## Data shown

- - - - - - -

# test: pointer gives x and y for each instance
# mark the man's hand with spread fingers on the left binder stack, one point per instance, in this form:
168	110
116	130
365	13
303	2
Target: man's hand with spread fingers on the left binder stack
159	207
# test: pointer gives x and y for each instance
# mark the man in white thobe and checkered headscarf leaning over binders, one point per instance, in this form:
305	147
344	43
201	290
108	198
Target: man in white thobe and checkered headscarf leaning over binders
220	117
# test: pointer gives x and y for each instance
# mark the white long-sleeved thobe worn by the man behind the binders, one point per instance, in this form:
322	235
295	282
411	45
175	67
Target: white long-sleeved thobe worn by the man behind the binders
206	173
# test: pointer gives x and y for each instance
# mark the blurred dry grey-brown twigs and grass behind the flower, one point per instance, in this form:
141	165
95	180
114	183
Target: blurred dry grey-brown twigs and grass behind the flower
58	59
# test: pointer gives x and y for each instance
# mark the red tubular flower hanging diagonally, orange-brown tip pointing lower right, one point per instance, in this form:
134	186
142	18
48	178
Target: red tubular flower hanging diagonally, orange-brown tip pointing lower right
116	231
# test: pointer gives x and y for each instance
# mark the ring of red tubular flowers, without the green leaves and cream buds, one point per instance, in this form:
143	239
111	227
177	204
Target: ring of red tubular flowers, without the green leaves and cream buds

- - - - - - -

## What is being asked
Considering only the data above, return the lines in which "without" occurs.

## Written response
# mark the ring of red tubular flowers, without the green leaves and cream buds, one point per instance, in this form:
Target: ring of red tubular flowers, without the green leaves and cream buds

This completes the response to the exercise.